“Tenho absoluta certeza que isso vai acabar em nada. Um inquérito que tem cinco anos e meio de fatos de dez anos atrás? O que existe é a vontade de quebrar a pessoa”, disse o juiz federal Augustino Lima Chaves, em entrevista ao O POVO. Ele é um dos 19 alvos da operação Skiagraphia, realizada pela Polícia Federal na manhã desta sexta-feira, 20 de maio de 2022. Com sigilo decretado, a investigação da PF apura esquema de corrupção, com cifras bilionárias, envolvendo decisões de dívidas fiscais cobradas pela União.
A operação da PF mirou os dois magistrados, advogados, empresários e servidores públicos. O suposto esquema de corrupção envolveria cifras bilionárias, a partir das decisões de dívidas fiscais cobradas pela União. O POVO apurou que uma das empresas cobradas teria conseguido, dentro de um processo fiscal, substituir imóveis penhorados de maior valor por outros menos valiosos.

◆ ◆ ◆ ◆

O que se pede |
1. Traduza para o inglês esta frase do texto sobre a operação Skiagraphia: “A operação da PF mirou os dois magistrados, advogados, empresários e servidores públicos.”
2. Retome o texto sobre a operação Skiagraphia a partir do ponto em que ele termina.
Os registros provêm de uma fonte distinta daquela do texto.

◆ ◆ ◆ ◆

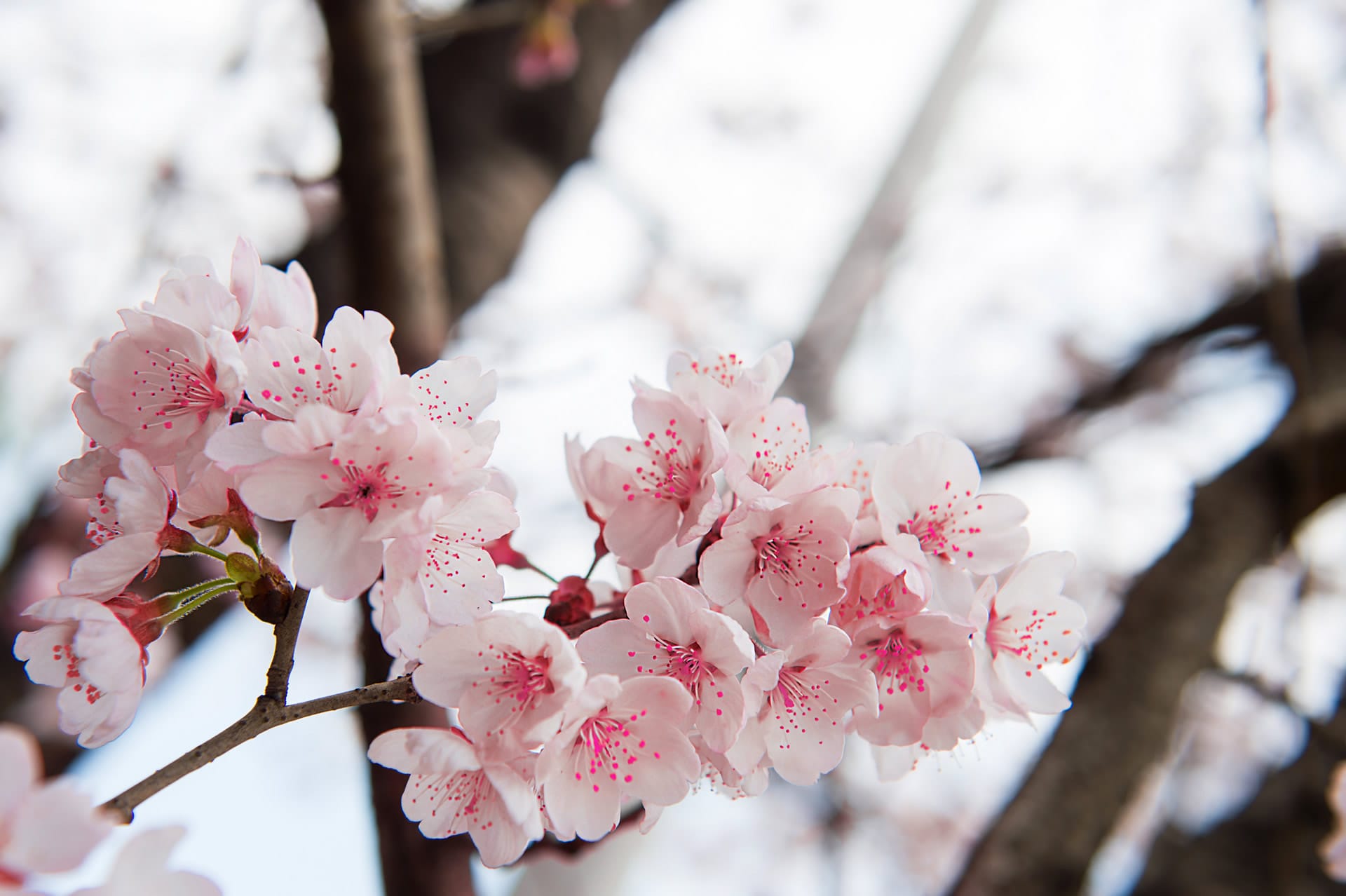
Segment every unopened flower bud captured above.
[225,553,261,583]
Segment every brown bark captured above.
[320,0,449,370]
[308,0,672,328]
[956,249,1346,896]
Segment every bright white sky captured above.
[8,0,1346,896]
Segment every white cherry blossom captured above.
[872,433,1028,574]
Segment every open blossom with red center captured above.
[724,398,829,507]
[667,341,794,426]
[872,433,1028,574]
[369,728,543,868]
[0,724,113,893]
[576,577,752,754]
[243,307,398,420]
[727,619,875,786]
[972,552,1086,716]
[72,309,244,464]
[413,612,585,748]
[848,612,976,745]
[379,489,518,659]
[537,675,701,839]
[218,407,460,600]
[13,597,158,747]
[580,385,728,569]
[698,489,860,646]
[580,385,728,569]
[60,448,190,599]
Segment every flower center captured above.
[130,347,225,429]
[323,460,407,522]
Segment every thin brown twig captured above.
[262,588,308,706]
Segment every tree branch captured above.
[956,254,1346,896]
[101,675,420,823]
[262,588,308,706]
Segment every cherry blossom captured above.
[972,552,1086,714]
[727,619,875,786]
[576,577,752,754]
[537,675,701,839]
[13,597,147,747]
[243,307,400,420]
[369,728,543,868]
[698,487,860,644]
[72,309,244,464]
[829,536,930,634]
[724,398,825,507]
[379,489,518,656]
[872,433,1028,574]
[580,385,728,569]
[72,826,221,896]
[667,341,794,426]
[143,237,318,341]
[60,448,193,597]
[409,357,499,470]
[0,724,111,893]
[848,612,976,745]
[222,407,460,600]
[413,612,585,748]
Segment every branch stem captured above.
[101,675,420,823]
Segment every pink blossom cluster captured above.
[370,344,1085,865]
[15,240,1085,867]
[0,724,219,896]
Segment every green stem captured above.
[156,576,233,608]
[159,578,238,628]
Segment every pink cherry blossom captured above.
[872,433,1028,574]
[727,619,875,786]
[369,728,543,868]
[72,309,244,464]
[13,597,147,747]
[229,237,318,337]
[0,724,111,893]
[829,536,930,634]
[413,612,585,748]
[667,341,794,426]
[972,552,1086,714]
[724,398,825,506]
[143,237,318,341]
[580,385,728,569]
[575,577,752,754]
[234,407,460,600]
[60,448,191,597]
[848,612,976,745]
[377,489,518,659]
[243,307,400,420]
[537,675,701,839]
[698,487,860,644]
[72,826,221,896]
[829,441,888,550]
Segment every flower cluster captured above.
[370,344,1085,865]
[15,240,1085,867]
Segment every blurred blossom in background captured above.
[0,0,1346,896]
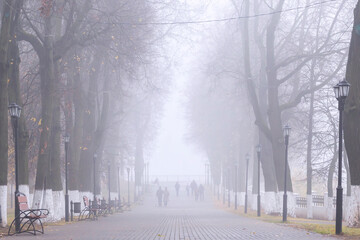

◆ ◆ ◆ ◆

Resultados por tarefa |
1. The Federal Police operation targeted the two judges, lawyers, businesspeople, and public servants.

2.
Teria sido uma das manobras para reduzir débitos milionários — que acumulados chegariam à casa do bilhão de reais. Na entrevista coletiva à imprensa sobre a operação, a PF descreveu que a empresa cearense é da área de mineração, mas não divulgou nenhum dos nomes dentro do caso.
Hoje atuando em Brasília como assessor da presidência do STJ, Chaves acusou a Procuradoria Geral da Fazenda Nacional (PGFN) de “negligenciar” processos que teriam permanecido sem andamento por vários anos, e que ele teria reaberto quando assumiu a 20ª Vara. Isso teria causado “uma reação”, nas palavras dele. “Quando fui mexer nesses processos comecei a ouvir reação. Mas esses processos, pelo contrário, que causou prejuízo à Fazenda Nacional foi quem atuava como procurador da Fazenda Nacional, não eu. Fui reagir a uma situação quando cheguei na Vara (20ª Federal). Estão invertendo as coisas.”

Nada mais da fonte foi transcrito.